### Written request a:
List every distinct username that heads a post in the forum thread below, in order of first appearance.

### Quoted passage:

────

The Devil In The Kitchen- Marco Pierre White


----------



## twyst (Jan 22, 2012)

cheflayne said:


> The Devil In The Kitchen- Marco Pierre White


seconded, its a pretty entertaining read. You can actually even read Gordon Ramsays book soon after to get a different perspective on their falling out. Both are entertaining books regardless of how you feel about the chefs.


----------



## durangojo (Jul 30, 2007)

i second marco pierre white's book, "the devil in the kitchen".....what is amazing is that he came out alive and as well as he did. those guys flew pretty close to the sun i think..

joey


----------



## chefedb (Apr 3, 2010)

Look for a book called "Sirrio' good reading He started and still owns La Cirque


----------



## petalsandcoco (Aug 25, 2009)

So true ChefEd, Maccioni sure did put his mark in the culinary world.

Petals.


----------



## chefedb (Apr 3, 2010)

Petals. Between Him and Andre Soltner  (Lutece) they were THEE places in NY in the 60s.


----------



## adamburgerdavis (Apr 2, 2012)

Thank you everyone! I just finished reading Ramsay's book and it was fantastic, it gives a completely different view of the man behind hell's kitchen. I'm off to read the devil in the kitchen now. if there are any more suggestions i welcome them!


----------



## chefhow (Oct 16, 2008)

AdamBurgerDavis said:


> Thank you everyone! I just finished reading Ramsay's book and it was fantastic, it gives a completely different view of the man behind hell's kitchen. I'm off to read the devil in the kitchen now. if there are any more suggestions i welcome them!


Which Ramsay book did you read? I am going on a vacation with the wife and I am looking for a couple to take with while sitting on the beach/next to the pool. I have the Devil in the Kitchen already and am about to start it.

If you want an interesting view on American cuisine and whether or not it exists check out American Appetite.


----------



## adamburgerdavis (Apr 2, 2012)

I read Roasting in Hell's Kitchen, like i said before, it was fantastic. I'm also in the middle of Devil in the Kitchen, very good so far.


----------



## durangojo (Jul 30, 2007)

"yes chef', by marcus samuelsson.... i haven't read the book, but i listened to an npr interview with him...i found him to be an engaging and a passionate young chef, born in ethiopia of an ethiopian mother and swedish father...spent his youth in both places, trained in switzerland and france, now with his own restaurant 'red rooster' in harlem. i found him quite interesting. what i also find interesting is that he is calling this book a 'memoir'.....he's only forty...can you do that?

joey


----------



## chefboyarg (Oct 28, 2008)

Kitchen Confidential? 

Cooking Dirty by Jason Sheehan is a great one - it details his whole career from pizzeria bitch to the moment he transitioned into food writing. Very entertaining and very well written.

Life, On the Line by Grant Achatz and Nick Kolkonas - kind of a dry read but interesting book with an interesting idea, switching from Chef Achatz's perspective to Nick's throughout the book,

Food Heroes by Georgia Pelligrini - more about producers in the US and their stories than chefs. Very well written and recipes at the end of the chapters

Out of the Frying Pan by Gillian Clark - very well written about a career changer, who has some troubles befall her after she has comitted to her decision to become a chef and how she overcomes them and the trials of the kitchen. Also has recipes at the end of every chapter.

────

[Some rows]
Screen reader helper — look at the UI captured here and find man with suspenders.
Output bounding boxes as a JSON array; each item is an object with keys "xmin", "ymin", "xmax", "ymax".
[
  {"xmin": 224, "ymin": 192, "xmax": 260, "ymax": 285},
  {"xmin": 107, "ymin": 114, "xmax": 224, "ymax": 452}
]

────

### Written request b:
Render each line of the rows above as a JSON list of strings, one string per line, skipping blank lines.

### Correct result a:
twyst, durangojo, chefedb, petalsandcoco, adamburgerdavis, chefhow, chefboyarg

### Correct result b:
[
  "Screen reader helper — look at the UI captured here and find man with suspenders.",
  "Output bounding boxes as a JSON array; each item is an object with keys \"xmin\", \"ymin\", \"xmax\", \"ymax\".",
  "[",
  "  {\"xmin\": 224, \"ymin\": 192, \"xmax\": 260, \"ymax\": 285},",
  "  {\"xmin\": 107, \"ymin\": 114, \"xmax\": 224, \"ymax\": 452}",
  "]"
]